* Your instructions
Every line holding the string "wall" should be copied from the listing.

* * * * *

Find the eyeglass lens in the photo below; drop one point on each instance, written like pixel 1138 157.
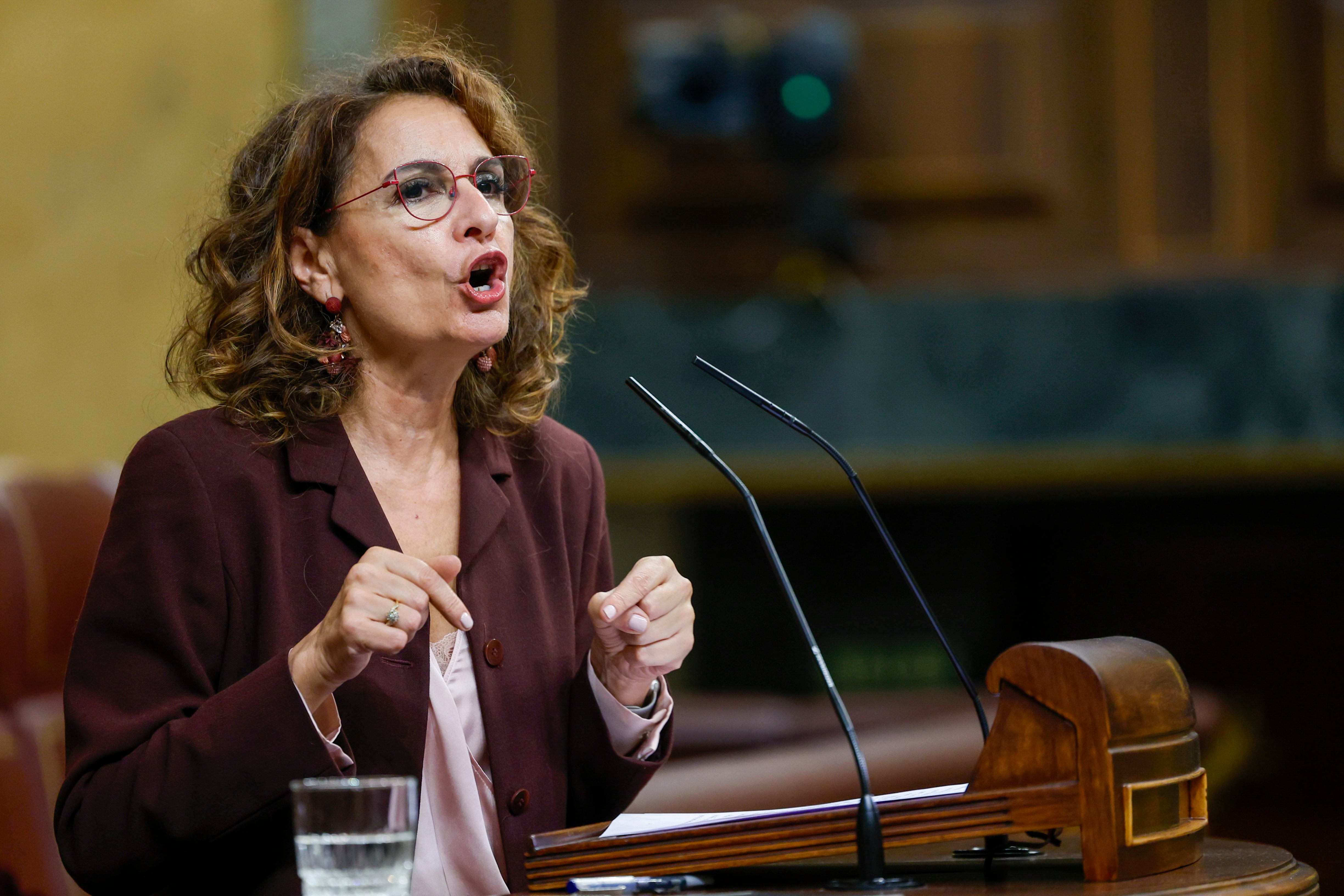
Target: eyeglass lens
pixel 429 189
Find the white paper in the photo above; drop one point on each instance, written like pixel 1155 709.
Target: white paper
pixel 629 824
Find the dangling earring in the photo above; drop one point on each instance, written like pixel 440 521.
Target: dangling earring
pixel 338 338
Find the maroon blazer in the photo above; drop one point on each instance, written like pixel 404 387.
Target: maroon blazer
pixel 183 726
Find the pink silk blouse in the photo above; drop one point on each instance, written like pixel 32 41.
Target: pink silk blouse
pixel 459 850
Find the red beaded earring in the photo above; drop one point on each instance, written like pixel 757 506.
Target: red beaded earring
pixel 337 338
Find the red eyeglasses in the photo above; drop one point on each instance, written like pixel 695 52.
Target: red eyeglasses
pixel 428 189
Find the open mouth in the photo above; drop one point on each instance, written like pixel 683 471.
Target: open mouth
pixel 486 272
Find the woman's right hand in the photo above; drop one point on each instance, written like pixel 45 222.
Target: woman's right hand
pixel 355 626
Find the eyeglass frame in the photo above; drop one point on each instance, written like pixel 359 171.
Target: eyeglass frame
pixel 401 201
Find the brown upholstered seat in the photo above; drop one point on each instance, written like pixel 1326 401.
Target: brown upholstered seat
pixel 50 531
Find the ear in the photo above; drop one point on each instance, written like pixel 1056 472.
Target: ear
pixel 314 267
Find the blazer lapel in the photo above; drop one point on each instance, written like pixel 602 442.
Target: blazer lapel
pixel 485 467
pixel 323 455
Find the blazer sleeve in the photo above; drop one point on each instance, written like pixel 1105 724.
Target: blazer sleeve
pixel 601 781
pixel 163 761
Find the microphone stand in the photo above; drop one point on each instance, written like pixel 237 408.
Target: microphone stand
pixel 996 845
pixel 869 821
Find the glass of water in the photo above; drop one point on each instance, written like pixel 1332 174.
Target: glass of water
pixel 355 836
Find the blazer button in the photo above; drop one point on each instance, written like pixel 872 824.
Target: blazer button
pixel 495 657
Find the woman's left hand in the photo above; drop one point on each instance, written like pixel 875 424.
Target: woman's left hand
pixel 644 629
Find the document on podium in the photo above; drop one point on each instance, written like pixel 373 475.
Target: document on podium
pixel 632 823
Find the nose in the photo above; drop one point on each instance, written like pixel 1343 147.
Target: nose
pixel 472 214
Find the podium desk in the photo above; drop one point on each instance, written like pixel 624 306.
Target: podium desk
pixel 1228 868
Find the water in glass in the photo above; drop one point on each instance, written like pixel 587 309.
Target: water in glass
pixel 355 836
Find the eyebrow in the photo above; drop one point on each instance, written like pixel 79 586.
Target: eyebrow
pixel 474 166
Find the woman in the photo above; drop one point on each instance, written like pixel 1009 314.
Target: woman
pixel 376 555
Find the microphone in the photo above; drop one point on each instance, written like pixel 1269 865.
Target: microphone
pixel 996 845
pixel 799 426
pixel 869 823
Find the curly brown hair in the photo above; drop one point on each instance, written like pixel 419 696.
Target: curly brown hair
pixel 251 335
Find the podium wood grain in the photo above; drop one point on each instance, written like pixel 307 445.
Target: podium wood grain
pixel 1228 868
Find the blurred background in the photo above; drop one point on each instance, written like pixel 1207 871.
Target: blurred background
pixel 1064 277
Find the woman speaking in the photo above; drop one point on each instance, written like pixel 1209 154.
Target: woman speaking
pixel 376 554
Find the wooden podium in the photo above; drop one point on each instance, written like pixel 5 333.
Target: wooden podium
pixel 1096 735
pixel 1228 868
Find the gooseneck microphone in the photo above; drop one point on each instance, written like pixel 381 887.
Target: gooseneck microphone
pixel 869 823
pixel 799 426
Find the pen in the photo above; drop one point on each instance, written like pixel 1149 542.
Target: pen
pixel 631 884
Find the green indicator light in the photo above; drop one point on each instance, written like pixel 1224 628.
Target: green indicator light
pixel 806 97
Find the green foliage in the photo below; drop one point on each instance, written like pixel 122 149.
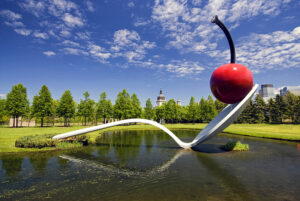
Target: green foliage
pixel 104 107
pixel 236 146
pixel 192 110
pixel 171 111
pixel 259 110
pixel 3 113
pixel 148 110
pixel 66 107
pixel 160 112
pixel 136 107
pixel 17 103
pixel 42 105
pixel 36 141
pixel 69 145
pixel 123 108
pixel 86 107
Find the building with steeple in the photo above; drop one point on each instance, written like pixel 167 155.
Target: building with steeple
pixel 160 99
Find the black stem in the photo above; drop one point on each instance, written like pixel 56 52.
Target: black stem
pixel 216 20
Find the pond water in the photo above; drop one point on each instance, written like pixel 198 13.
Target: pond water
pixel 148 165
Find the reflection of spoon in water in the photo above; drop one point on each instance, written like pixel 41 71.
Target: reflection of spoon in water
pixel 113 169
pixel 217 125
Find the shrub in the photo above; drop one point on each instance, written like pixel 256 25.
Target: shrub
pixel 40 141
pixel 69 145
pixel 36 141
pixel 236 146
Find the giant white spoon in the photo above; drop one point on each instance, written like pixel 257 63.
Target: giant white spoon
pixel 217 125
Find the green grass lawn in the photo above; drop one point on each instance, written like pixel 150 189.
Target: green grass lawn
pixel 283 132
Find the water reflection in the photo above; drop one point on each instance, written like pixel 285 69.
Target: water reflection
pixel 146 165
pixel 11 164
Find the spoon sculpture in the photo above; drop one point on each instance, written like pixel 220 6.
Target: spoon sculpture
pixel 238 84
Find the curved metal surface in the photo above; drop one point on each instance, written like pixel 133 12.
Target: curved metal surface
pixel 217 125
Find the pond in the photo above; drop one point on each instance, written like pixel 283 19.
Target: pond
pixel 148 165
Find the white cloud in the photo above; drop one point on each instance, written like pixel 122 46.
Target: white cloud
pixel 125 37
pixel 35 7
pixel 74 51
pixel 294 89
pixel 131 4
pixel 10 15
pixel 65 33
pixel 279 49
pixel 186 23
pixel 90 6
pixel 14 24
pixel 72 21
pixel 24 32
pixel 71 43
pixel 59 7
pixel 49 53
pixel 98 52
pixel 41 35
pixel 128 44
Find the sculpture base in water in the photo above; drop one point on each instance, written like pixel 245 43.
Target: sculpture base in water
pixel 217 125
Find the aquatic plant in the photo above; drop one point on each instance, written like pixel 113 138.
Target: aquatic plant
pixel 236 146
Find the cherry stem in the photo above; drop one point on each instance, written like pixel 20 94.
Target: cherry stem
pixel 216 20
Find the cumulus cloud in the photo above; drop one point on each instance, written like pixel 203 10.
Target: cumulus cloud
pixel 186 23
pixel 14 24
pixel 279 49
pixel 90 6
pixel 10 15
pixel 49 53
pixel 72 21
pixel 23 31
pixel 128 44
pixel 74 51
pixel 35 7
pixel 41 35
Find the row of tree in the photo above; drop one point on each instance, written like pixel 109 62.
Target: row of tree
pixel 278 110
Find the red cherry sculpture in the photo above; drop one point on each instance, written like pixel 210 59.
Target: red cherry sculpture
pixel 230 83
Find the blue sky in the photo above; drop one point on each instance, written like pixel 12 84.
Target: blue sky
pixel 144 45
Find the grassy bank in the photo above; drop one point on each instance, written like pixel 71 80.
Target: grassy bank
pixel 8 136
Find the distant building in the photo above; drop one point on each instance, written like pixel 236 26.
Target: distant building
pixel 160 99
pixel 283 91
pixel 179 102
pixel 267 91
pixel 2 96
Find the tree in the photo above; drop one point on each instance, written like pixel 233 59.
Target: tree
pixel 3 112
pixel 136 107
pixel 274 112
pixel 17 103
pixel 291 101
pixel 104 107
pixel 259 110
pixel 201 109
pixel 123 105
pixel 192 110
pixel 160 113
pixel 219 105
pixel 148 110
pixel 85 107
pixel 211 110
pixel 282 107
pixel 247 115
pixel 42 105
pixel 66 107
pixel 171 111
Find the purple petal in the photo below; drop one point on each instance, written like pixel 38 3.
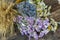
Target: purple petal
pixel 41 34
pixel 35 35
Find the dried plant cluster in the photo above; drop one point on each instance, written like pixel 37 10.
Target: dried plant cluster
pixel 7 14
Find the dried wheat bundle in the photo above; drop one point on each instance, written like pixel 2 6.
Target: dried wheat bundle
pixel 7 14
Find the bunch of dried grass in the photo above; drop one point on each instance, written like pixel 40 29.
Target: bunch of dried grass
pixel 7 14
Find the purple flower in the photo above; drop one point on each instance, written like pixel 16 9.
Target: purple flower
pixel 19 18
pixel 41 34
pixel 46 23
pixel 35 36
pixel 30 20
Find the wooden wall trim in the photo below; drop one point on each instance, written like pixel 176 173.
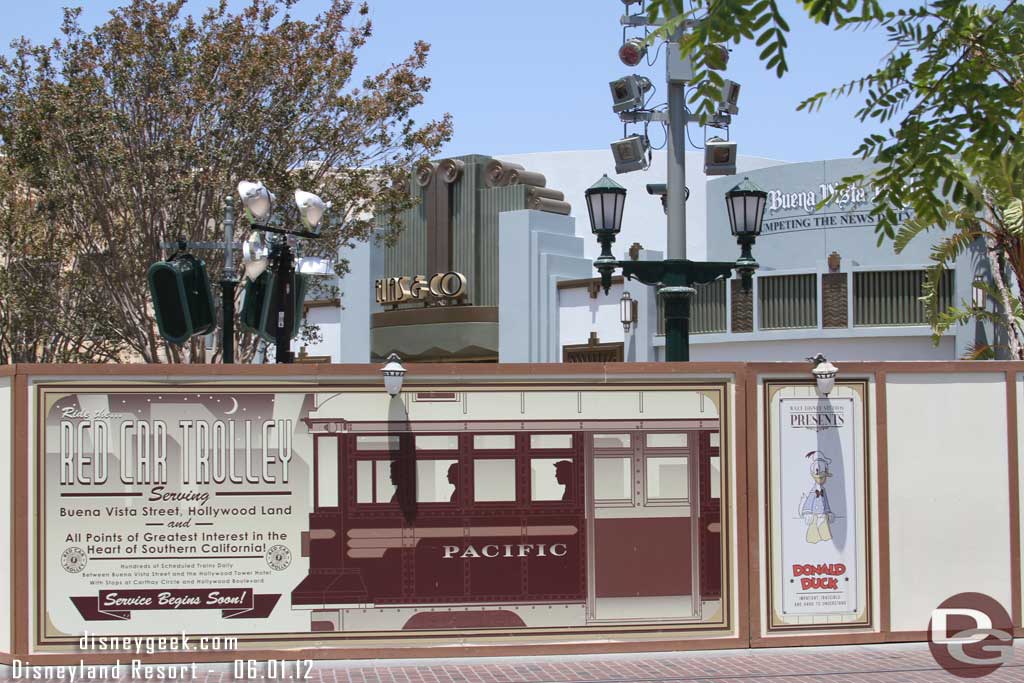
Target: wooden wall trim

* * * * *

* Answer area
Find the wooden wall trim in the photo below; drop one point on each instance, written like pixel 176 173.
Target: wooden wall trim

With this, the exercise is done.